___ Available data ___
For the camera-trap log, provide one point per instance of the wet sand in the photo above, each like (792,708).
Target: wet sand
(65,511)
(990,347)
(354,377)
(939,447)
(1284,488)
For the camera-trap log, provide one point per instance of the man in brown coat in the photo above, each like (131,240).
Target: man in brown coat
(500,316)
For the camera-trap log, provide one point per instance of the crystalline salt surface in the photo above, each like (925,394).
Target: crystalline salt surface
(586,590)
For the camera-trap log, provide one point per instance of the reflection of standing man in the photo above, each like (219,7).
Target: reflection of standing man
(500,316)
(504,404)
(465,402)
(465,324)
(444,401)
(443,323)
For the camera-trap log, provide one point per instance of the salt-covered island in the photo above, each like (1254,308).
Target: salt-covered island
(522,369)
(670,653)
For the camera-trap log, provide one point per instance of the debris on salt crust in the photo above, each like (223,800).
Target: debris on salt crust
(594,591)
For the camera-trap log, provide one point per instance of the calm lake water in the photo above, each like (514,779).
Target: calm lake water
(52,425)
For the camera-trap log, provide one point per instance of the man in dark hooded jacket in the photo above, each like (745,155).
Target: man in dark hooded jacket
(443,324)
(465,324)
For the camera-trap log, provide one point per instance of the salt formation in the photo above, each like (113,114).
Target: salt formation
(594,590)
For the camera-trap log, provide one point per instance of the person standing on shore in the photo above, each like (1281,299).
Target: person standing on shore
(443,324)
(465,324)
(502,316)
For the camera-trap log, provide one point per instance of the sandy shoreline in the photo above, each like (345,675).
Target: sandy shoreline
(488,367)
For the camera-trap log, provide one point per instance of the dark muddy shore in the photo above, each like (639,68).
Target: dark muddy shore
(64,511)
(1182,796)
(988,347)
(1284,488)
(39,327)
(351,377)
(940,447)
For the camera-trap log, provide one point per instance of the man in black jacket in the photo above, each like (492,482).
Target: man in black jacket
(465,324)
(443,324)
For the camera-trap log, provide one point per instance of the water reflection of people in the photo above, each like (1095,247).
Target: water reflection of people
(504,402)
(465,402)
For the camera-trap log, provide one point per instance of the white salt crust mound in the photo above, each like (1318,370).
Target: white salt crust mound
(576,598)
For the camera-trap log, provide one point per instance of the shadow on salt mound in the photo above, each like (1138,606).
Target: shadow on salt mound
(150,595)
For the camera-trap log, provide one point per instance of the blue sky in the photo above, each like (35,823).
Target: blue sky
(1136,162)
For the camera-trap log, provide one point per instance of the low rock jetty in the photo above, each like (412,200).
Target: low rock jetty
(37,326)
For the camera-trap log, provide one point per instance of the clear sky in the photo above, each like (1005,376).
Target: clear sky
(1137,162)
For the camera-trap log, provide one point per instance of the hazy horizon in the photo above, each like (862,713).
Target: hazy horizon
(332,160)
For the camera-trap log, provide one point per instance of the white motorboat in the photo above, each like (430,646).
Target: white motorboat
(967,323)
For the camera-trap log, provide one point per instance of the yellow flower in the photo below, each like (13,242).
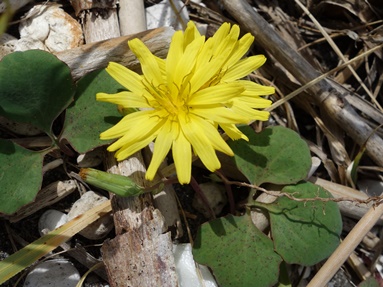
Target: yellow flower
(183,99)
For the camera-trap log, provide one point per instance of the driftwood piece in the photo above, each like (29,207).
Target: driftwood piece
(100,25)
(141,253)
(132,16)
(329,95)
(93,56)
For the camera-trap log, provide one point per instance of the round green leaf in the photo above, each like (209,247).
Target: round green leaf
(86,118)
(35,88)
(305,233)
(276,155)
(20,175)
(238,253)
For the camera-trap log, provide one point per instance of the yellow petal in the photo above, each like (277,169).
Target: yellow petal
(211,132)
(218,94)
(138,132)
(174,55)
(148,62)
(255,89)
(255,102)
(246,111)
(125,99)
(201,145)
(242,47)
(187,62)
(126,123)
(225,46)
(233,132)
(191,33)
(182,158)
(162,146)
(127,78)
(243,68)
(219,114)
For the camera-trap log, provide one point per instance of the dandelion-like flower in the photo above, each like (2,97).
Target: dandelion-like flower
(182,100)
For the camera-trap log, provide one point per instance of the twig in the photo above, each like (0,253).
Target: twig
(377,200)
(348,245)
(338,52)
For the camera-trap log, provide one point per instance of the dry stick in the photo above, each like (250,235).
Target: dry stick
(346,247)
(338,52)
(327,94)
(320,78)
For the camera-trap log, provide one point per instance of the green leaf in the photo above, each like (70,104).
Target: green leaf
(119,184)
(276,155)
(238,253)
(305,232)
(35,88)
(20,175)
(86,118)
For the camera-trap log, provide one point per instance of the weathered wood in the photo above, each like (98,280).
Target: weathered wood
(93,56)
(141,253)
(100,25)
(329,95)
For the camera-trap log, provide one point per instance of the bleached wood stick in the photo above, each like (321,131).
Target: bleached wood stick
(132,16)
(93,56)
(141,253)
(327,94)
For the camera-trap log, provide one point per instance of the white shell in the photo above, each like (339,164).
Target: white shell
(50,27)
(53,273)
(101,227)
(186,268)
(51,219)
(162,14)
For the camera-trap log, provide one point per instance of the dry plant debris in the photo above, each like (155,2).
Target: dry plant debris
(325,63)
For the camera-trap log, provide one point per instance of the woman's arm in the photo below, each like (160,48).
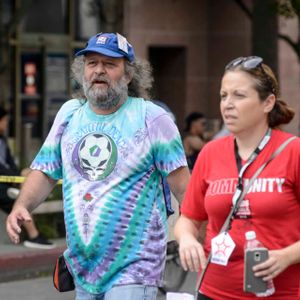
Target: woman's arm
(187,233)
(278,261)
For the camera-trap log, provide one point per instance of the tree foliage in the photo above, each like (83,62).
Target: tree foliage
(288,9)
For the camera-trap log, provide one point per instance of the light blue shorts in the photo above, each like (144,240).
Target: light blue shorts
(124,292)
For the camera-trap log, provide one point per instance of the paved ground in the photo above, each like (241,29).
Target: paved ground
(42,289)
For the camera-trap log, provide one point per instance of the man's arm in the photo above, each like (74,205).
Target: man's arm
(178,180)
(35,190)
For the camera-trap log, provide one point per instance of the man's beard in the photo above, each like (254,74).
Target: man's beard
(103,98)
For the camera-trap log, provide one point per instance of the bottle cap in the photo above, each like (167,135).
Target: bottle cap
(250,235)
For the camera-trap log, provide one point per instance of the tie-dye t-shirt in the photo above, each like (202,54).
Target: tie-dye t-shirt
(111,166)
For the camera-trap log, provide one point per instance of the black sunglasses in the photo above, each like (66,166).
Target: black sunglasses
(250,63)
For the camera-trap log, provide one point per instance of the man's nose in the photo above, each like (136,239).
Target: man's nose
(228,102)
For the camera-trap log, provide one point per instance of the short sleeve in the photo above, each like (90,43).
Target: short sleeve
(48,159)
(166,143)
___
• **The problem**:
Lay out every line of the listing above as a Markdown table with two columns, Row and Line, numbering the rows and skipping any blank lines. Leave the pictures out of the answer.

• **Response**:
| Row | Line |
|---|---|
| 1 | For the camera-trap log, provide one point per instance of the wet sand in the photo above, each like (792,708). |
| 2 | Target: wet sand |
| 3 | (65,511) |
| 4 | (990,347) |
| 5 | (354,377) |
| 6 | (939,447) |
| 7 | (1284,488) |
| 8 | For the camera-trap log, provide one point per instance of the man in brown coat in the photo above, each like (131,240). |
| 9 | Target: man in brown coat |
| 10 | (500,316) |
| 11 | For the camera-trap log, provide one point per instance of the crystalline salt surface in the photo above, each like (925,394). |
| 12 | Target: crystalline salt surface |
| 13 | (586,590) |
| 14 | For the camera-trap log, provide one point per instance of the reflection of standing man in the photo above, each like (219,7). |
| 15 | Target: reflection of standing man |
| 16 | (500,316) |
| 17 | (504,404) |
| 18 | (465,402) |
| 19 | (465,324) |
| 20 | (444,401) |
| 21 | (443,323) |
| 22 | For the camera-trap log, provide one point per instance of the salt-covered island in the photo above, each like (1254,308). |
| 23 | Target: salt-covered island |
| 24 | (522,369) |
| 25 | (670,653) |
| 26 | For the camera-trap log, provide one point per instance of the debris on salt crust in the photo above, each like (223,800). |
| 27 | Target: debris on salt crust |
| 28 | (594,591) |
| 29 | For the camera-trap log, provide one point per instance of the calm lake water in the photo above, each like (514,779). |
| 30 | Target: calm lake water |
| 31 | (52,425) |
| 32 | For the camera-trap log, provide one point per instance of the man in dark hooded jacket in the photo above, each like (745,155). |
| 33 | Target: man in dark hooded jacket |
| 34 | (443,324) |
| 35 | (465,324) |
| 36 | For the camera-trap log, provide one point per instance of the salt formation in the photo above, each like (113,114). |
| 37 | Target: salt formation |
| 38 | (594,590) |
| 39 | For the camera-trap log, provide one point per instance of the person standing on shore in the photo above, each like (1281,299). |
| 40 | Target: person standing on shore |
| 41 | (443,324) |
| 42 | (465,324) |
| 43 | (502,316) |
| 44 | For the camera-trap log, provide one point per instance of the sandy shoreline in the photo above, each like (345,675). |
| 45 | Target: sandy shoreline |
| 46 | (488,367) |
| 47 | For the camera-trap log, provide one point per instance of the dark muddy shore in the photo above, each like (639,68). |
| 48 | Target: dark muddy shore |
| 49 | (64,511) |
| 50 | (1182,796) |
| 51 | (988,347) |
| 52 | (1284,488) |
| 53 | (39,327) |
| 54 | (351,377) |
| 55 | (940,447) |
| 56 | For the camera-trap log, provide one point per instance of the man in black jacket in the photo above, each like (492,482). |
| 57 | Target: man in black jacket |
| 58 | (465,324) |
| 59 | (443,324) |
| 60 | For the camera-trap log, provide one point per instance of the water reflection of people in the photo above, each like (1095,247). |
| 61 | Target: water reflection of people |
| 62 | (504,402) |
| 63 | (465,402) |
| 64 | For the camera-trap log, provide one point per instance of the white salt crust mound in the photo above, each like (1318,370). |
| 65 | Target: white salt crust mound |
| 66 | (576,598) |
| 67 | For the camera-trap log, provide one point per instance of the shadow on salt mound in the photo above, each like (1138,606). |
| 68 | Target: shadow on salt mound |
| 69 | (150,595) |
| 70 | For the camera-trap log, provide one point per instance of the blue sky in the photo above, each like (35,823). |
| 71 | Target: blue sky |
| 72 | (1136,162) |
| 73 | For the camera-trap log, provide one point per instance of the low rock jetty in the photo above, each like (412,200). |
| 74 | Target: low rock jetty |
| 75 | (37,326) |
| 76 | For the camera-trap log, provide one point per instance of the clear sky in the photo above, each like (1005,376). |
| 77 | Target: clear sky |
| 78 | (1137,162) |
| 79 | For the camera-trap log, provide one point per instance of the hazy horizon in the photo above, each like (862,713). |
| 80 | Target: hazy horizon |
| 81 | (332,160) |
| 82 | For the camera-trap log, provide one point per instance of the white motorboat in the photo above, each like (430,646). |
| 83 | Target: white motorboat |
| 84 | (967,323) |
| 85 | For the camera-trap log, provide one point per instance of the yellow flower in the photo below, each like (13,242). |
| 86 | Target: yellow flower |
| 87 | (183,99) |
| 88 | For the camera-trap log, provide one point per instance of the driftwood piece in the photo above, each like (29,207). |
| 89 | Target: driftwood piece |
| 90 | (100,25) |
| 91 | (141,253) |
| 92 | (132,16) |
| 93 | (329,95) |
| 94 | (93,56) |
| 95 | For the camera-trap log, provide one point per instance of the round green leaf in the photo above, each like (209,247). |
| 96 | Target: round green leaf |
| 97 | (86,118) |
| 98 | (35,88) |
| 99 | (305,233) |
| 100 | (276,155) |
| 101 | (20,175) |
| 102 | (238,253) |
| 103 | For the camera-trap log, provide one point per instance of the yellow petal in the photo above, each like (277,169). |
| 104 | Target: yellow petal |
| 105 | (211,132) |
| 106 | (218,94) |
| 107 | (138,132) |
| 108 | (174,55) |
| 109 | (148,62) |
| 110 | (255,89) |
| 111 | (255,102) |
| 112 | (246,111) |
| 113 | (125,99) |
| 114 | (201,145) |
| 115 | (242,47) |
| 116 | (187,62) |
| 117 | (126,123) |
| 118 | (225,46) |
| 119 | (233,132) |
| 120 | (191,33) |
| 121 | (182,158) |
| 122 | (162,146) |
| 123 | (127,78) |
| 124 | (243,68) |
| 125 | (219,114) |
| 126 | For the camera-trap log, provide one point per instance of the dandelion-like flower in the photo above, each like (2,97). |
| 127 | Target: dandelion-like flower |
| 128 | (182,100) |
| 129 | For the camera-trap log, provide one point per instance of the twig in the photo above, each like (0,253). |
| 130 | Target: twig |
| 131 | (377,200) |
| 132 | (348,245) |
| 133 | (338,52) |
| 134 | For the camera-trap log, provide one point per instance of the dry stick in the photo above, each like (250,235). |
| 135 | Target: dry stick |
| 136 | (346,247) |
| 137 | (338,52) |
| 138 | (327,94) |
| 139 | (320,78) |
| 140 | For the camera-trap log, provide one point per instance of the green leaf in the photo above, each like (70,104). |
| 141 | Target: green leaf |
| 142 | (119,184) |
| 143 | (276,155) |
| 144 | (238,253) |
| 145 | (305,232) |
| 146 | (35,88) |
| 147 | (20,175) |
| 148 | (86,118) |
| 149 | For the camera-trap log, provide one point per instance of the weathered wood in the photo above, each like (98,280). |
| 150 | Target: weathered wood |
| 151 | (93,56) |
| 152 | (141,253) |
| 153 | (100,25) |
| 154 | (329,95) |
| 155 | For the camera-trap log, provide one point per instance of the bleached wood stick in the photo above, each like (321,131). |
| 156 | Target: bleached wood stick |
| 157 | (132,16) |
| 158 | (93,56) |
| 159 | (141,253) |
| 160 | (327,94) |
| 161 | For the camera-trap log, provide one point per instance of the white shell in the photo above, each like (339,164). |
| 162 | Target: white shell |
| 163 | (50,27) |
| 164 | (53,273) |
| 165 | (101,227) |
| 166 | (186,268) |
| 167 | (51,219) |
| 168 | (162,14) |
| 169 | For the camera-trap log, provide one point per instance of the dry plant debris in the photo above, each like (155,2). |
| 170 | Target: dry plant debris |
| 171 | (325,63) |
| 172 | For the camera-trap log, provide one point per instance of the woman's arm in the photo below, each like (160,48). |
| 173 | Target: woman's arm |
| 174 | (187,233) |
| 175 | (278,261) |
| 176 | For the camera-trap log, provide one point per instance of the tree foliage in the photo above, each like (83,62). |
| 177 | Target: tree foliage |
| 178 | (288,9) |
| 179 | For the camera-trap log, provide one point per instance of the light blue shorts in the photo above, each like (144,240). |
| 180 | Target: light blue shorts |
| 181 | (124,292) |
| 182 | For the camera-trap log, provide one point per instance of the paved ground in the photo above, each like (241,29). |
| 183 | Target: paved ground |
| 184 | (42,289) |
| 185 | For the camera-trap log, provide one point per instance of the man's arm in the photo above, each like (74,205). |
| 186 | Target: man's arm |
| 187 | (178,180) |
| 188 | (35,190) |
| 189 | For the camera-trap log, provide one point per instance of the man's beard in the photo above, each like (254,74). |
| 190 | Target: man's beard |
| 191 | (103,98) |
| 192 | For the camera-trap log, provide one point per instance of the bottle cap in the photo above, each like (167,135). |
| 193 | Target: bottle cap |
| 194 | (250,235) |
| 195 | For the camera-trap log, provide one point per instance of the tie-dye t-shirt in the photo above, each like (202,54). |
| 196 | Target: tie-dye t-shirt |
| 197 | (111,166) |
| 198 | For the camera-trap log, provide one point per instance of the black sunglasses in the photo above, each like (66,166). |
| 199 | Target: black sunglasses |
| 200 | (250,63) |
| 201 | For the camera-trap log, provide one point per instance of the man's nose in the photo above, each like (136,239). |
| 202 | Target: man's nose |
| 203 | (228,102) |
| 204 | For the camera-trap log, provide one point per instance of the short sleeve in the photo above, each like (90,43). |
| 205 | Target: short sleeve |
| 206 | (48,159) |
| 207 | (166,143) |